INSTRUCTIONS TO FOLLOW. Turn every line in the rows below into a JSON list of strings, one string per line, with blank lines skipped. Leave the pictures out.

THE RECORDS.

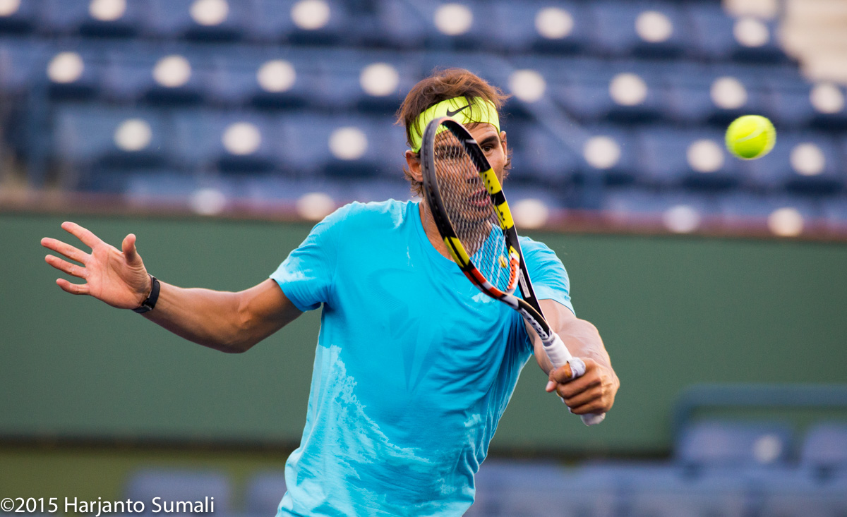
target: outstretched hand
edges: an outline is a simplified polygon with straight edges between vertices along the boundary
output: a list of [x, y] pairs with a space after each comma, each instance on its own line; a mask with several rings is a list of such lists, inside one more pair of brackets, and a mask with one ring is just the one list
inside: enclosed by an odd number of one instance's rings
[[88, 294], [119, 309], [135, 309], [141, 305], [152, 286], [144, 262], [136, 250], [134, 234], [125, 237], [121, 250], [118, 250], [75, 223], [63, 223], [62, 228], [90, 247], [91, 252], [86, 253], [56, 239], [42, 239], [45, 248], [81, 264], [47, 256], [44, 260], [47, 264], [86, 280], [85, 283], [71, 283], [58, 278], [57, 285], [71, 294]]

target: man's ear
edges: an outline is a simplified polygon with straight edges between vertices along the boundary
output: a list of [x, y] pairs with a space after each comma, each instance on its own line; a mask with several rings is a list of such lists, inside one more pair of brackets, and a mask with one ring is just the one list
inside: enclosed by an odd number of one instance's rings
[[421, 173], [421, 162], [418, 156], [411, 149], [406, 150], [406, 165], [409, 168], [409, 173], [416, 181], [424, 181], [424, 173]]

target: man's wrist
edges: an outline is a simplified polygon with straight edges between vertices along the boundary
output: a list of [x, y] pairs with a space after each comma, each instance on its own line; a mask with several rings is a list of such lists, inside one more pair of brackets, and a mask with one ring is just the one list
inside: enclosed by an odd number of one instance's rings
[[160, 289], [161, 286], [159, 285], [159, 281], [156, 278], [156, 277], [150, 275], [150, 294], [144, 301], [141, 302], [140, 306], [132, 310], [133, 312], [144, 314], [145, 312], [152, 311], [156, 307], [156, 302], [158, 300]]

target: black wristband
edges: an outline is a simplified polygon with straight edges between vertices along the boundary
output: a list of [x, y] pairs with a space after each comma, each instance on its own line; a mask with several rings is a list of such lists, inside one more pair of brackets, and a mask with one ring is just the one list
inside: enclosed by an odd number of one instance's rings
[[147, 299], [141, 302], [141, 307], [133, 309], [132, 311], [134, 312], [143, 314], [144, 312], [148, 312], [150, 311], [152, 311], [153, 308], [156, 306], [156, 300], [158, 300], [158, 291], [160, 286], [158, 283], [158, 280], [157, 280], [156, 277], [152, 275], [150, 275], [150, 283], [151, 283], [150, 296], [147, 296]]

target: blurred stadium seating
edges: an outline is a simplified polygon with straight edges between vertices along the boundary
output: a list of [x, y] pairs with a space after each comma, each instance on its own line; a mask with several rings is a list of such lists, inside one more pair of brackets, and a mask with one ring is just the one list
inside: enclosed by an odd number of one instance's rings
[[[33, 188], [58, 178], [132, 197], [141, 184], [167, 190], [155, 179], [184, 186], [174, 202], [212, 188], [249, 204], [247, 185], [276, 177], [297, 188], [265, 202], [406, 197], [391, 115], [434, 67], [461, 66], [514, 94], [503, 124], [512, 179], [549, 210], [649, 214], [677, 232], [763, 225], [782, 208], [800, 233], [847, 226], [847, 92], [801, 75], [778, 21], [716, 1], [3, 5], [0, 146]], [[745, 162], [724, 151], [722, 130], [749, 113], [770, 117], [779, 140]], [[681, 209], [697, 223], [662, 223]]]
[[[282, 470], [236, 484], [221, 472], [147, 468], [125, 498], [204, 500], [215, 514], [272, 514]], [[235, 503], [237, 501], [238, 503]], [[822, 421], [796, 436], [785, 423], [692, 421], [673, 457], [655, 461], [490, 459], [476, 476], [468, 517], [840, 517], [847, 511], [847, 423]]]

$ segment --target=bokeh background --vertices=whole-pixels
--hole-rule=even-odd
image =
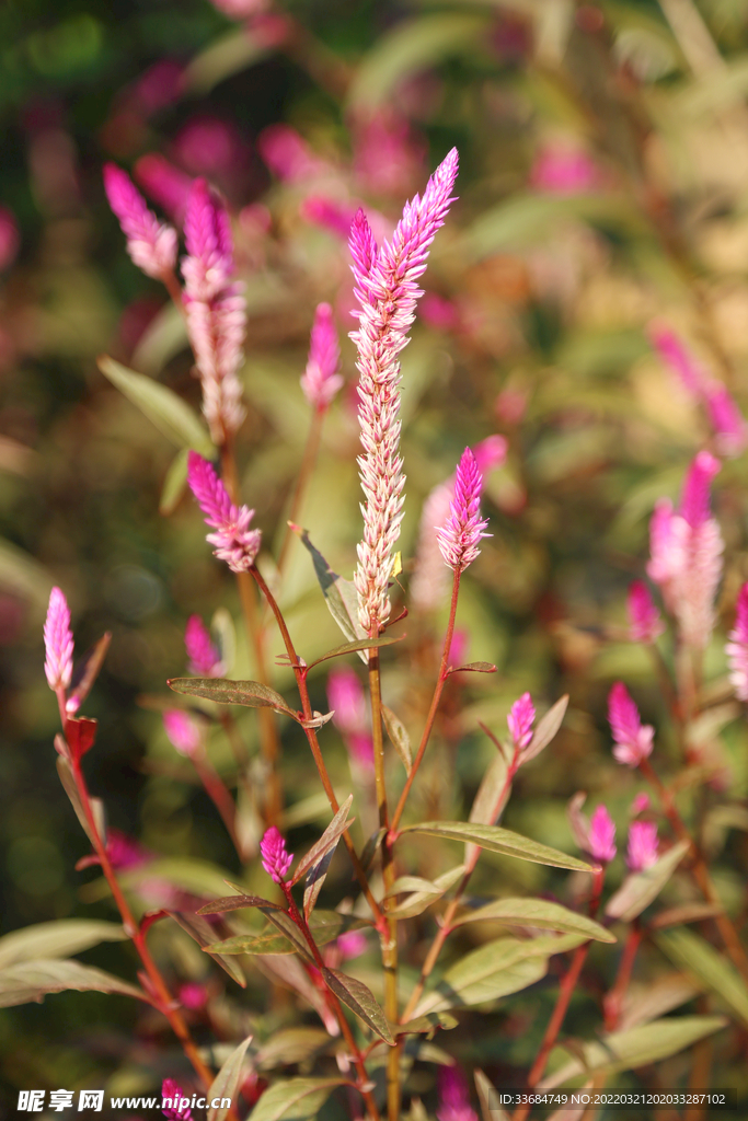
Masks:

SOLUTION TO THIS TASK.
[
  "target: outstretched hand",
  "edges: an outline is a simplified polygon with straight edges between vertices along the boundary",
  "output: a list of [x, y] pairs with a space after each comma, each instance on its own line; a mask with several rings is a list of such lists, inside one more pair of brackets, and a mask with one ring is just the one list",
  "inside: enclosed by an odd number of one instance's rings",
  "[[88, 294], [119, 309], [135, 309], [141, 305], [152, 286], [144, 262], [136, 250], [134, 234], [125, 237], [121, 250], [118, 250], [75, 223], [63, 223], [62, 228], [90, 247], [91, 252], [86, 253], [56, 239], [42, 239], [45, 248], [81, 264], [47, 256], [44, 260], [47, 264], [86, 280], [85, 283], [71, 283], [58, 278], [57, 285], [71, 294]]",
  "target: man's ear",
  "edges: an outline is a simplified polygon with straight edges between vertices along the boundary",
  "output: a list of [x, y] pairs with a space after each comma, each instance on its own line; a mask with several rings is a list of such lists, inside one more pair of brackets, and a mask with one ring is just the one list",
  "inside: enclosed by an odd number of one instance's rings",
  "[[421, 173], [421, 162], [418, 156], [411, 149], [406, 150], [406, 165], [409, 168], [409, 173], [416, 181], [424, 181], [424, 173]]",
  "target: man's wrist",
  "edges: an outline is a simplified polygon with straight edges between vertices along the boundary",
  "output: a list of [x, y] pairs with a space after each comma, each instance on its own line; a mask with several rings is a list of such lists, inside one more pair of brackets, and a mask with one ring is just the one list",
  "inside: enclosed by an odd number of one instance's rings",
  "[[160, 289], [161, 286], [159, 285], [159, 281], [156, 278], [156, 277], [150, 275], [150, 294], [144, 301], [141, 302], [140, 306], [132, 310], [133, 312], [144, 314], [145, 312], [152, 311], [156, 307], [156, 302], [158, 300]]",
  "target: black wristband",
  "edges: an outline is a simplified polygon with straight edges between vertices along the boundary",
  "output: a list of [x, y] pairs with a space after each comma, each instance on its own line; a mask with several rings is a list of such lists, inside one more pair of brackets, and a mask with one ring is just the one list",
  "inside: enclosed by an odd number of one instance's rings",
  "[[147, 299], [141, 302], [141, 307], [133, 309], [132, 311], [134, 312], [143, 314], [144, 312], [148, 312], [150, 311], [152, 311], [153, 308], [156, 306], [156, 300], [158, 300], [158, 291], [160, 286], [158, 283], [158, 280], [157, 280], [156, 277], [152, 275], [150, 275], [150, 283], [151, 283], [150, 296], [147, 296]]",
  "target: blurred stadium seating",
  "edges: an outline is a simplified polygon with straight edges between vertices along the boundary",
  "output: a list of [x, y] pairs with a space after each comma, each instance on its own line; a mask with several rings is a list of such lists, inside one more pair of brackets, and a mask with one ring is just the one list",
  "inside: enclosed by an odd number of one instance's rings",
  "[[[33, 188], [58, 178], [132, 197], [141, 184], [167, 190], [155, 179], [184, 186], [174, 202], [212, 188], [249, 204], [247, 185], [276, 177], [297, 188], [265, 202], [406, 197], [391, 115], [434, 67], [461, 66], [514, 94], [503, 124], [512, 179], [549, 210], [649, 214], [677, 232], [763, 225], [782, 208], [800, 233], [847, 226], [847, 92], [801, 75], [778, 21], [716, 1], [3, 5], [0, 146]], [[745, 162], [724, 151], [722, 130], [749, 113], [770, 117], [779, 140]], [[681, 209], [697, 223], [662, 223]]]",
  "[[[282, 470], [236, 484], [221, 472], [147, 468], [125, 498], [204, 500], [215, 514], [272, 514]], [[235, 503], [237, 501], [238, 503]], [[822, 421], [796, 436], [785, 423], [692, 421], [673, 457], [655, 461], [490, 459], [476, 476], [468, 517], [840, 517], [847, 511], [847, 423]]]",
  "$ segment --target=bokeh background --vertices=whole-pixels",
  "--hole-rule=even-odd",
  "image =",
  "Masks:"
]